=== What is needed ===
Pull out every one of the lines below word for word, with nothing changed.
[Start Data for this task]
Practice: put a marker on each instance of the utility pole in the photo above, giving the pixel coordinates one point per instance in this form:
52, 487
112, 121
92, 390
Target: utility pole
[End Data for this task]
=== Task result ===
Practice: put a marker on each instance of the utility pole in the photo above, giving the pixel coordinates one point per instance in this form:
52, 487
112, 121
92, 390
Target: utility pole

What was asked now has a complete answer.